**Raw data**
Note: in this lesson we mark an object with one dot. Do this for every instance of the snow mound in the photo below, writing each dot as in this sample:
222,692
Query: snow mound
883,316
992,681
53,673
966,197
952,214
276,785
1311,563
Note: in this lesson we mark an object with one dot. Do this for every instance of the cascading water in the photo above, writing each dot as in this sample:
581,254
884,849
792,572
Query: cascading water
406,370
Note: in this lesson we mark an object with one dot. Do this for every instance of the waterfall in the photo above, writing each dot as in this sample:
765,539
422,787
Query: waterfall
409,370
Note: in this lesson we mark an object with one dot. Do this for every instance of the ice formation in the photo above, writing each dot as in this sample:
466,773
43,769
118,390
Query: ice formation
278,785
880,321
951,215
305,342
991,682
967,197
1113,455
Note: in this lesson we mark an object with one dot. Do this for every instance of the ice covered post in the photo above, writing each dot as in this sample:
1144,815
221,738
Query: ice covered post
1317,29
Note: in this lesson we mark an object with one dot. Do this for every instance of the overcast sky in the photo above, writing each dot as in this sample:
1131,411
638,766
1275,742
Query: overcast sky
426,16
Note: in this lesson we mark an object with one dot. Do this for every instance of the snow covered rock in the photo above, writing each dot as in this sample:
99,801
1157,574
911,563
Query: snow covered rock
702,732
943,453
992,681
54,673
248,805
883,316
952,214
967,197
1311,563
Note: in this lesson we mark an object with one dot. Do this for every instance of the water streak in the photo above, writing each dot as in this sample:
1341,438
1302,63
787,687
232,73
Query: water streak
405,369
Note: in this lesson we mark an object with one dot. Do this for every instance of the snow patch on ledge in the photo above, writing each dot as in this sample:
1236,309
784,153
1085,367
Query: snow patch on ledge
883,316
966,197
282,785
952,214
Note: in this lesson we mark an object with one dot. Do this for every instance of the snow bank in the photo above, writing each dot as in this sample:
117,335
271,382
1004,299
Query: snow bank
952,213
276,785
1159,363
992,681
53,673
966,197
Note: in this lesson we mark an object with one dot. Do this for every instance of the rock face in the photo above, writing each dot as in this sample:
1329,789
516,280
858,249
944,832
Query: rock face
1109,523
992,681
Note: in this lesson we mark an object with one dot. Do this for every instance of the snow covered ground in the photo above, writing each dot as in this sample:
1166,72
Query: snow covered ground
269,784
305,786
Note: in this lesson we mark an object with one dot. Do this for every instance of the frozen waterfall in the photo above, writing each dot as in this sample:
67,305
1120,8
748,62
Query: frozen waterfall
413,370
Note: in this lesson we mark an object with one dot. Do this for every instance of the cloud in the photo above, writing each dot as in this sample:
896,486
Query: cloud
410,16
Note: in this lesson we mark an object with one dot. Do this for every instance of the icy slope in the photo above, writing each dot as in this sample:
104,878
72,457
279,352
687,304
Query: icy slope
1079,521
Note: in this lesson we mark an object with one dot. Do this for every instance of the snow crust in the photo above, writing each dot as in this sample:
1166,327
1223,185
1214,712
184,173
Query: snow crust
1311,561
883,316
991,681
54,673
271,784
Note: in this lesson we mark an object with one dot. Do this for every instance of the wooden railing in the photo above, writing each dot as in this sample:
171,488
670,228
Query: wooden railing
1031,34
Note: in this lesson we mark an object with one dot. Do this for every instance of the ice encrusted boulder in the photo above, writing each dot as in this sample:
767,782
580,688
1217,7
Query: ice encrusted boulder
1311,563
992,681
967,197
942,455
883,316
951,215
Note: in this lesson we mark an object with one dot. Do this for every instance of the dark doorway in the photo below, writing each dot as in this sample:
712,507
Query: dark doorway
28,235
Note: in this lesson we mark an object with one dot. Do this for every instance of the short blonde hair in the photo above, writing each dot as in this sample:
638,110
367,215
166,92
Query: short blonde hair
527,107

**Objective**
Return the lines beginning at the one that contains "covered ground in" and continuing through the last line of the data, exactly as they stand and without any others.

**Output of the task**
Note: in this lesson we mark an object with one dot. Do this for every instance of the snow covered ground in the photo above, writing each dot as in this sample:
1166,72
Query: snow covered ground
269,784
305,786
Note: in this lesson we mark an object with one dot. Do this for every instance of the frozen waterfall in the photo above, writing each dot as in this sample:
67,305
1120,8
748,62
Query: frozen waterfall
413,370
Note: in this lesson we mark an object with one dot. Do this for every instance of the cloud in the photo above, writing each dot as in this sample:
896,486
Query: cloud
410,16
Note: in this lesson we mark an object with one dot. Do this for every instance of the icy slope in the photo above, writing each dot as in this sample:
104,878
72,457
279,352
687,304
Query: icy slope
1079,521
Note: in this lesson we mark an object with one dot. Do this for every instance of the snow crust in the photo above, writing each dot as in this sample:
1166,327
1223,185
1214,712
184,173
Query: snow crust
1311,561
883,316
991,681
54,673
271,784
Note: in this lesson we mark an object with one dot. Do this for every instance of the wooden railing in the photo above, writing each dot as in this sample:
171,488
670,228
Query: wooden railing
1031,34
Note: in this lesson we mark an object with one dot. Do this for every instance of the ice encrusted boulder in the photo above, writing each dot as in this sample:
767,782
580,688
1217,7
Query: ice encrusted boulder
1311,563
992,681
967,197
942,455
883,316
951,215
Note: in this lesson we mark an object with one dot. Do this for every instance of the dark doorway in the photo below, writing each dot as in this sample:
712,507
Query: dark doorway
28,235
Note: in this lesson we mark an object with one dot. Do this for every instance of the short blonde hair in the photo above, writing each dot as in this sample:
638,110
367,215
166,92
Query: short blonde hair
527,107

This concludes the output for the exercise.